======== ТЕКСТ ДОКУМЕНТА ========

Первая часть заканчивается, оказавшись фильмом в фильме. Занавес падает и на сцену кинотеатра под руку с конферансье выходит актриса, игравшая главную роль. Докладчик начинает произносить речь о «серьёзном кино» и предлагает начать обсуждение. Но зрители заняты своими делами — они шумно покидают зал, ругаются, болтают, дерутся.

Герой цветной части — школьный учитель средних лет, у которого в результате сильного эмоционального стресса развивается астенический синдром: он может уснуть в любой момент в любом месте. Работая в школе, он в свободные минуты сочиняет прозу и хочет написать книгу, но окружающее — в лице школьного завуча, шумных старшеклассников, тёщи и жены, постоянно напоминающими что он так толком и не реализовался ни как поэт, ни как глава семьи — неизменно погружает его в сон.

Повествование то и дело переключается на другие сюжетные линии, маленькие истории, из которых подобно мозаике выстраивается панорамная картина советского общества эпохи перестройки. С энциклопедической точностью фильм показывает быт всех социальных слоёв: от нищих, полубезумных пенсионеров до тусовок «золотой молодёжи». Особенно много внимания в картине уделено той душной атмосфере мещанства, которую до сих пор можно найти в любой провинции. Настенные ковры, серванты в стенках, уродливые куклы, искусственные неувядающие цветы.

Перестроечный мир сквозь призму фирменной Муратовской эстетики выглядит больным, безумным сном. Общество, оставшееся без идеи, которая могла бы объединить людей, распадается на атомы. Каждый кричит что-то своё, но пребывая в трансе повседневности никто никого не слышит. Безразличие сменяется вдруг истерикой, руганью и насилием, обнажая внутренний эмоциональный хаос «нормальных» людей. Несмотря на детальное и атмосферное изображение внутреннего распада в социуме позднего Советского Союза, сама Муратова говорила, что фильм вовсе не про это.

======== ПРЕДОСТАВЛЕННЫЕ ЗАПИСИ ========

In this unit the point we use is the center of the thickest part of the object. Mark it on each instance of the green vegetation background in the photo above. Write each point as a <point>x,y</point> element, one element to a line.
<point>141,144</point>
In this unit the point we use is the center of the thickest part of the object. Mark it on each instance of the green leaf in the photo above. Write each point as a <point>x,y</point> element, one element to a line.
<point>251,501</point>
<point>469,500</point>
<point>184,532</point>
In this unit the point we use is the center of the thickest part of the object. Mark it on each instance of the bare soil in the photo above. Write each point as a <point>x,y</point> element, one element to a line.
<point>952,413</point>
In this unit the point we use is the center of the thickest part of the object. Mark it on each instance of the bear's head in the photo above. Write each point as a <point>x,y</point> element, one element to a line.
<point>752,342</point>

========

_ОПИСАНИЕ ЗАДАНИЯ_
Пожалуйста, перечислите все предметы быта, которыми текст о фильме иллюстрирует душную атмосферу мещанства.

_ОТВЕТ К ЗАДАНИЮ_
Настенные ковры, серванты в стенках, уродливые куклы, искусственные неувядающие цветы.